What this task involves
Recast the lines below as a JSON list of strings, one string per line and no blank lines. Begin at the line that contains "Q: Locate the white wall" and stop after the last line of the records.

[Excerpts from location labeling data]
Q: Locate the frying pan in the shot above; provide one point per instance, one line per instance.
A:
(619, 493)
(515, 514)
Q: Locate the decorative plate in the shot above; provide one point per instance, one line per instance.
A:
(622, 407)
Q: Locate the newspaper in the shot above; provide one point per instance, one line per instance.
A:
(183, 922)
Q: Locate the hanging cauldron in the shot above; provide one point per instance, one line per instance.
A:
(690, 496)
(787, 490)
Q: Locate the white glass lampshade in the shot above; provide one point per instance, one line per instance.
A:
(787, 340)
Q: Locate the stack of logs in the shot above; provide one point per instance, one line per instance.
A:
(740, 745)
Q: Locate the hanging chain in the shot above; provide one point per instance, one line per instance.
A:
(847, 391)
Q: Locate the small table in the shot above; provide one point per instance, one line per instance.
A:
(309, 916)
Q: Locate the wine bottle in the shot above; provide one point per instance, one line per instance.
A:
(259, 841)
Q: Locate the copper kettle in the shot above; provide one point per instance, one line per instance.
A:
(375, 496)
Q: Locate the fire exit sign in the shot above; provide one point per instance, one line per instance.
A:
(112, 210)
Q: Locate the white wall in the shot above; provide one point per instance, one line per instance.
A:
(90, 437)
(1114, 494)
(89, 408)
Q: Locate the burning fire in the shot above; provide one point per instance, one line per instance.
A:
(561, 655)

Solution to this task
[
  "Q: Locate the white wall in the shot above; provide one point per instance, one line per instance.",
  "A:",
  "(90, 437)",
  "(1114, 494)",
  "(89, 408)",
  "Q: Locate the burning fire in the shot above; provide one point per instance, one line per instance.",
  "A:",
  "(561, 655)"
]